Task brief:
Reproduce every one of the entries below line for line, without changing a character, and leave out the pictures.

Material provided:

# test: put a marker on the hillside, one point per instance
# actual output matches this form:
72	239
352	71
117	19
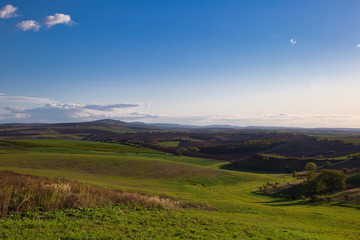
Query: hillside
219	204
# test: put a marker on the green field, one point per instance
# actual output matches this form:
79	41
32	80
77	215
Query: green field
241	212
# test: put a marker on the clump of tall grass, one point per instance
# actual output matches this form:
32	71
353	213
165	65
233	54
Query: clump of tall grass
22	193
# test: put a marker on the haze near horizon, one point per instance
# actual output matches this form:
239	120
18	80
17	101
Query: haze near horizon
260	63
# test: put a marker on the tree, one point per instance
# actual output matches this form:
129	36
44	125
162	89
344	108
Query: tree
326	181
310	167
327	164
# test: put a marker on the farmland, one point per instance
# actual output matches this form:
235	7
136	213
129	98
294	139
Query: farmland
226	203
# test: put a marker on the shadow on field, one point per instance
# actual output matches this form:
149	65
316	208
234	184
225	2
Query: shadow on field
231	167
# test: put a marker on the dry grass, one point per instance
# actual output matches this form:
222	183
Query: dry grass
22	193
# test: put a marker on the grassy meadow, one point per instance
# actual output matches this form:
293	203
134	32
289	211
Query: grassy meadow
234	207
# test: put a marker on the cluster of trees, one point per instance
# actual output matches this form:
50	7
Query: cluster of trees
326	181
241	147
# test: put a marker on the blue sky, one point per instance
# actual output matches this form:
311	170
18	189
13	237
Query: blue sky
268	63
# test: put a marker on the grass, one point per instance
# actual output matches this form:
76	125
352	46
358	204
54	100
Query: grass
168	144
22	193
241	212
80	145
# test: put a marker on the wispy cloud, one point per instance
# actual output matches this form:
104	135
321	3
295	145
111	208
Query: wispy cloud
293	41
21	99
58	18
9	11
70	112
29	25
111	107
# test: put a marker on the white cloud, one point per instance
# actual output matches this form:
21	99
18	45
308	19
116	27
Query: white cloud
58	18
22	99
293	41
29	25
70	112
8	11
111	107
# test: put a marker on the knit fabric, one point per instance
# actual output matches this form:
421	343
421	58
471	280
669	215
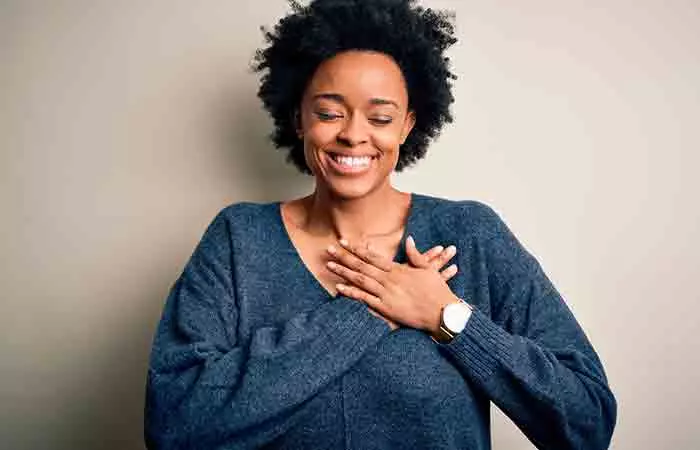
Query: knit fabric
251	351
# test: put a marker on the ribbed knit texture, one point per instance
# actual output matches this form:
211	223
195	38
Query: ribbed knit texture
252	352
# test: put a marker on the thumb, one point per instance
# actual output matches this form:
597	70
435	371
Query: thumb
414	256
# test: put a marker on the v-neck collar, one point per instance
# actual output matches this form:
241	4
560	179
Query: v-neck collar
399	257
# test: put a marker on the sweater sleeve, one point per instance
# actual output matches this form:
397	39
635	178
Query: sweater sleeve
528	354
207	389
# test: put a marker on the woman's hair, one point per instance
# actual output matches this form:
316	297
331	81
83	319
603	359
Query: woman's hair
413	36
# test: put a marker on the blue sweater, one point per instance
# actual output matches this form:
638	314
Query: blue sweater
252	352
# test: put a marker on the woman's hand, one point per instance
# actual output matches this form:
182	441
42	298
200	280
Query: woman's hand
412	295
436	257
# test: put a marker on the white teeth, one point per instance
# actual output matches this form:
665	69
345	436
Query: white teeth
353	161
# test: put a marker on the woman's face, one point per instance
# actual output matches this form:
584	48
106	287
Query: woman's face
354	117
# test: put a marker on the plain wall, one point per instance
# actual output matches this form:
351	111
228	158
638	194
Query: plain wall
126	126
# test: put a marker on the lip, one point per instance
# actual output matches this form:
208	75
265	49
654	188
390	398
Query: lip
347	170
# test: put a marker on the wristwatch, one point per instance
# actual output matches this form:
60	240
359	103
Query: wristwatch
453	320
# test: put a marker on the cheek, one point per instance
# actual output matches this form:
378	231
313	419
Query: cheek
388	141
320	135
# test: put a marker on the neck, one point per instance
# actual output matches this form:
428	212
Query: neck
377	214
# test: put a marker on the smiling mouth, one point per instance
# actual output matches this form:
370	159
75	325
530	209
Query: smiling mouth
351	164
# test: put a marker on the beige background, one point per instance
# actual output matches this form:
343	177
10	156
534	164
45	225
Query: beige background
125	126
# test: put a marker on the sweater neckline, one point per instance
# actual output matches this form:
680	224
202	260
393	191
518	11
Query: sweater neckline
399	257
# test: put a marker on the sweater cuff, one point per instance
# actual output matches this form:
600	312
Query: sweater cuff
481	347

Expected output:
# test: put a marker on the hillside, one point per instance
# actual output matches this form:
72	239
352	71
117	19
Query: hillside
219	204
# test: put a marker on the green field, one point per instance
# actual output matches this form:
79	41
32	80
77	215
Query: green field
241	212
# test: put a marker on the clump of tall grass, one point per instance
# actual output matches this form:
32	71
353	213
165	65
233	54
Query: clump of tall grass
22	193
# test: put a marker on the haze near horizon, one point per instance
# actual output matches this form:
239	120
18	80
17	101
Query: haze near horizon
260	63
# test: put a marker on the tree, one point per instance
# actual output matches this form:
129	36
44	125
162	89
344	108
Query: tree
326	181
310	167
327	164
# test: put a marker on the farmland, one point per instance
# actual output matches this form:
235	7
136	213
129	98
294	139
Query: farmland
226	203
# test: put a marker on the shadow on field, one point per instance
# actual output matches this form:
149	65
316	208
234	184
225	2
Query: shadow on field
231	167
# test: put a marker on the dry grass, one point per instance
# actual output matches this form:
222	183
Query: dry grass
22	193
# test: put a marker on the grassy meadow, one point per instance
# actual output matches this form:
293	203
134	32
289	211
Query: grassy meadow
234	207
# test: put a marker on the cluster of trees, one point per instance
# actual output matches this form:
50	7
Query: cluster of trees
326	181
241	147
# test: put a marker on the blue sky, one point per instance
# actual output matches this form:
311	170
18	189
13	237
Query: blue sky
268	63
# test: put a marker on the grass, one point per instance
# actual output matches this form:
76	125
352	46
358	204
54	100
Query: grass
168	144
22	193
241	212
80	145
# test: put a marker on the wispy cloud, one point per instance
# actual output matches this form:
104	135
321	3
295	145
111	208
Query: wispy cloud
293	41
21	99
58	18
9	11
70	112
29	25
111	107
# test: put a marker on the white cloud, one point per instance
# actual output matches this form:
21	99
18	45
308	19
116	27
Query: white cloud
58	18
22	99
293	41
29	25
70	112
8	11
111	107
# test: put a marker on the knit fabric, one point per instance
# actual output matches this form:
421	343
421	58
471	280
669	215
Query: knit fabric
251	351
# test: put a marker on the ribbed knit texture, one point per instance
# actual output matches this form:
211	223
195	38
Query: ribbed knit texture
252	352
# test: put a marker on the thumb, one point per instance
# actual output matches this form:
597	70
435	371
Query: thumb
414	256
# test: put a marker on the v-neck collar, one point per instance
# actual output matches this form:
241	4
560	179
Query: v-neck collar
399	257
# test: put a marker on the sweater sleeve, one point per instance
# actual output matches this form:
397	39
635	178
Query: sweater sleeve
528	354
207	389
# test: put a marker on the woman's hair, one point per instance
# actual output matches this form:
316	297
331	81
83	319
603	359
Query: woman's hair
413	36
# test: put a marker on the blue sweater, one point per instance
# actual output matches this form:
638	314
Query: blue sweater
252	352
# test: put a marker on the woman's hand, one point per instance
# actual output matches this form:
182	441
42	298
200	280
Query: woman's hand
412	295
436	257
# test: put a marker on the white teeth, one point per instance
# actual output matches this form:
665	69
345	436
Query: white teeth
353	161
# test: put a marker on the woman's face, one point per instance
# actual output matches this form:
584	48
106	287
Query: woman's face
354	117
# test: put a marker on the plain wall, one point per instance
# actual output matches this form:
351	111
228	158
638	194
Query: plain wall
126	126
# test: put a marker on the lip, one point per instance
# actual output matches this form:
208	75
265	49
654	188
390	398
Query: lip
347	170
# test: put a marker on the wristwatch, one point per instance
# actual output matches this form:
60	240
359	103
Query: wristwatch
453	320
# test: put a marker on the cheek, one point per instance
# actual output matches this form:
378	231
313	419
Query: cheek
388	141
320	135
# test: put a marker on the neck, one point per instance
# actual output matches this form:
428	212
Query: neck
377	214
# test: put a marker on the smiling mouth, one point per instance
# actual output matches this form:
370	159
75	325
530	209
Query: smiling mouth
351	164
# test: put a marker on the beige background, one point per instance
# actual output matches this form:
343	177
10	156
534	164
45	225
Query: beige background
125	126
# test: put a marker on the sweater neckline, one point per instance
# actual output matches this form:
680	224
202	260
393	191
518	11
Query: sweater neckline
399	257
# test: put a marker on the sweater cuff, one point per instance
# actual output matches this form:
600	312
Query: sweater cuff
481	347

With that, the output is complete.